Granville Island sounds great.

>There's actually a fairly large selection of the german/belgian/continental europe beers here, in fact far greater than the selection of english >beers (i haven't heard of/tasted many of the beers mentioned here).

on the second part of this formulation, you really are missing a treat on this score...

>though i think getting comments for "double-fisting" (perhaps that's what said?) definitely has at least something to do with the midwest. 3 >pints/hour seem entirely reasonable to me...but then i'm rather biased towards drinking...

come to think of it, i think it's a rural (Brit weirdo w' silly accent) thing, perhaps. yeah. the rural Midwest can be an 'interesting' place... ;)
it's not like i've ever had any sniffy remarks about drinking, say, three Guinness and a Harp in 45 minutes in Chicago (when in a bit of a hurry to sample the fish fry special, say).

egg:
>in fact a lot of northerners are forced to move here when coming south due to the fact that your northern 'pound' doesn't seem to go as far >round ere

tell me about it mate :D

round my way (and this is one of the posh bits of southwest Mcr, south Trafford, few miles south of United's ground, practically shading into the infamous Cheshire Set/stockbroker belt area) i can sup all night on world-class beers and the like and be all '4 pints and a packet of peanuts for a tad under a fiver you say, my good man?'
obviously there are plenty of places where London prices are in effect (certainly much of the city centre these days, although town does have a great mix of diverse bars and pubs FWIW - it's great for drinking, he says, blowing his own regionalist trumpet...)

Stored items from a collection

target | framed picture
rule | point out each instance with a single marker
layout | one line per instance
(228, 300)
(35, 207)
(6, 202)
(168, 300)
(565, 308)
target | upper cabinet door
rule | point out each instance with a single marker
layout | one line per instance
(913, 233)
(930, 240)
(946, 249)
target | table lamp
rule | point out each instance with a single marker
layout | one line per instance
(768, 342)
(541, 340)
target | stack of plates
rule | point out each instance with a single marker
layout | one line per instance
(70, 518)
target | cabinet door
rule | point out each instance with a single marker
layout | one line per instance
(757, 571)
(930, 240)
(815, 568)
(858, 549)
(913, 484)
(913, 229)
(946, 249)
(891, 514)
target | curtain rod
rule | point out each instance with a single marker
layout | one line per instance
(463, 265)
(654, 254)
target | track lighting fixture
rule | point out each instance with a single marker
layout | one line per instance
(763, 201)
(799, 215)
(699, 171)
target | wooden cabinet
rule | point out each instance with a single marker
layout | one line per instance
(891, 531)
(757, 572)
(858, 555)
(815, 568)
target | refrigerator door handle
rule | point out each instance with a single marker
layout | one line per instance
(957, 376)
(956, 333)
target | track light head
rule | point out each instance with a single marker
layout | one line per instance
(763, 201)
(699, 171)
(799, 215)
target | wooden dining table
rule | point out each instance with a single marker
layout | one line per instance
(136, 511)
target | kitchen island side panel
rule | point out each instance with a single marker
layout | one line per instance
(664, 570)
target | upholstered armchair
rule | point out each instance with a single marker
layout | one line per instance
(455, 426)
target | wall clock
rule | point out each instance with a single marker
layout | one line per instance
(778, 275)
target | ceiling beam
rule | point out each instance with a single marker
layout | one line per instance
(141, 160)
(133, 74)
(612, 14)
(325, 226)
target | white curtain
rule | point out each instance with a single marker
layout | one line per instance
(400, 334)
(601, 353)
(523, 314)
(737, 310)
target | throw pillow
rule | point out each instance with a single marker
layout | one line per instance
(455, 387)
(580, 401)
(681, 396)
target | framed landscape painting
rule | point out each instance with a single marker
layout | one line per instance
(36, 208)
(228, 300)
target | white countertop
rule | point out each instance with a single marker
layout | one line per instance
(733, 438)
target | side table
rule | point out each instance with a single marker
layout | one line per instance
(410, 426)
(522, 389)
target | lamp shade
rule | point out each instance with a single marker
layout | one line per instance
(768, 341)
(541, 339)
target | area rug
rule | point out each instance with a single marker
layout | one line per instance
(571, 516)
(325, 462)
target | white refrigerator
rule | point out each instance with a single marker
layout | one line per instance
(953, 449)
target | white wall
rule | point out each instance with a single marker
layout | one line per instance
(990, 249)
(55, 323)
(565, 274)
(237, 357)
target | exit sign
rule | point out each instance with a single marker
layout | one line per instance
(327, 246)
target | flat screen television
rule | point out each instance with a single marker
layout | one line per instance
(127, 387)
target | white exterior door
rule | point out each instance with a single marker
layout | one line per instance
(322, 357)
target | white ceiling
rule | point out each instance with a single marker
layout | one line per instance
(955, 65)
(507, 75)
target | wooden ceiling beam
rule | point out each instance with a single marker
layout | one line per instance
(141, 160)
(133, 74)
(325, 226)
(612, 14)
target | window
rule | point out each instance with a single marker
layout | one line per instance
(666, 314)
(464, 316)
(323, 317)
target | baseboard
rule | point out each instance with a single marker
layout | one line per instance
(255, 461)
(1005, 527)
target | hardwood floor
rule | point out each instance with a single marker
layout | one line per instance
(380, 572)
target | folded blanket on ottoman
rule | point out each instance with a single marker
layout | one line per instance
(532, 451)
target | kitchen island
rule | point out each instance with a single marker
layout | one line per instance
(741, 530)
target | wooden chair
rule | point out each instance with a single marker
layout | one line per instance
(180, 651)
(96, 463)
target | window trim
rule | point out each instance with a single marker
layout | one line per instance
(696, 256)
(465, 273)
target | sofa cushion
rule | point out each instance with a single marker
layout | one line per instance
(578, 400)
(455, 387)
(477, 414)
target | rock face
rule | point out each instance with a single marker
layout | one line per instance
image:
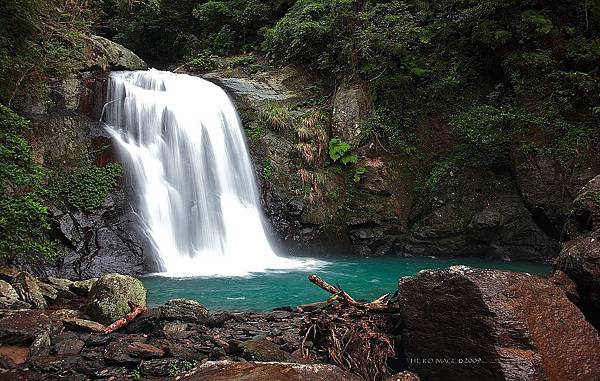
(28, 290)
(351, 105)
(255, 371)
(109, 297)
(514, 212)
(66, 132)
(118, 57)
(107, 240)
(17, 327)
(463, 324)
(580, 254)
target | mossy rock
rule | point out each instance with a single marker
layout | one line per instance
(109, 297)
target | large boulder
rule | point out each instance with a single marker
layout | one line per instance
(117, 56)
(351, 105)
(22, 326)
(472, 324)
(109, 297)
(107, 240)
(29, 290)
(256, 371)
(580, 254)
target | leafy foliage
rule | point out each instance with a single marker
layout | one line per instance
(84, 188)
(40, 39)
(24, 225)
(340, 150)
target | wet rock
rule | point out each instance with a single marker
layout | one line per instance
(109, 297)
(64, 314)
(13, 304)
(264, 350)
(57, 364)
(144, 351)
(158, 367)
(60, 284)
(117, 56)
(22, 326)
(478, 213)
(147, 322)
(98, 340)
(83, 325)
(561, 279)
(463, 323)
(9, 298)
(351, 104)
(254, 371)
(403, 376)
(175, 329)
(28, 289)
(7, 291)
(113, 373)
(116, 352)
(184, 310)
(219, 319)
(107, 240)
(82, 287)
(70, 346)
(184, 352)
(6, 362)
(580, 254)
(40, 347)
(49, 292)
(7, 274)
(545, 189)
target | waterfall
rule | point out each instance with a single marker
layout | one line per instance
(181, 140)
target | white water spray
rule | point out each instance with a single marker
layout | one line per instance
(181, 140)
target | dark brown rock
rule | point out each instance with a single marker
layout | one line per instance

* [Written problem 1]:
In the beer discussion, what did the writer drink in 45 minutes in Chicago without drawing any sniffy remarks?
* [Written problem 2]:
Write the next part of the beer discussion, picking up after its final sentence.
These rows have no connection to the beer discussion.

* [Written answer 1]:
Three Guinness and a Harp.

* [Written answer 2]:
there's always much talk of where you can get hold of such and such for a "solitary coin" and the like ;)

>ah but shandy bass, surely....

why didn't you say!

>which reminds me - although i have little time for lager - that drinking heineken on amsterdam campsites is good.

without sounding like a ruffian or something, i'm enjoying that more since they upped the alcoholic strength.
and Joe Liotta for the ad campaign was inspired.
 

scottdisco

rip this joint please
...that got cut in two, cause i went over on word-count...

matt b:
>bitter has to be properly looked after and cask conditioned to be nice. round here (leeds) tetley's, black sheep and old peculiar are favs.

Black Sheep is awesome stuff. believe it or not, there are plenty of places the other side of the hills where the Tetley's is kept very well indeed.
although the best Old Peculier i've ever had was down in Cambridge, just the other week,
weird.
matt, what's that bourbon bar type place in town please, in Leeds? a mate told me about it, i've never been, American bar style, sez it's good.
i don't go to Leeds often enough, Beckett's Bank (or whatever it's called) near the station is one of the nicer Wetherspoons anywhere (alright, maybe not saying much but you know what to expect...).

i have GOT to get me to Hi-Lo's.

stevienixed:
>i find it quite funny americans speak so highly of stella artois as it's considered to be a very common/lo quality beer in my country. the best >pub is in bruges: they have a couple of hundred belgian brewed beers. further down there's a jenever bar. hmmmmm

so you think the Americans rate Stella highly too? yeah, it's the impression i get.
i found a nice little website written by a bloke in Chicago, doing a guide to the best bars.
but he has a sub-site there listing everywhere you can get Stella.
maybe it is a case of - relatively speaking because let's be frank i'm afraid i'd have to plump for Stella over Bud or Pabst or MGD or O'Douls or Old Style or whatever - 'beggars can't be choosers' (there i go again, being a Euro-booster snob about the USA, soz)?

i did read an opinion on the very helpful Beer Advocate site [http://www.beeradvocate.com] that Hopleaf on the northside of Chicago (i've still not been but intend to do so soon) has the second best Belgian beer menu in the USA, after Williamsburg's Spuyten Duyvil.
more on Hopleaf here, FWIW
http://www.chicagobarproject.com/Reviews/HopLeaf/Hopleaf.htm
and a little on the Brooklyn bar
http://newyorkmetro.com/nymetro/food/openings/n_9368/ (shipping in perry's from England is quite impressive)

so you'd rate Bruges above the capital for bars?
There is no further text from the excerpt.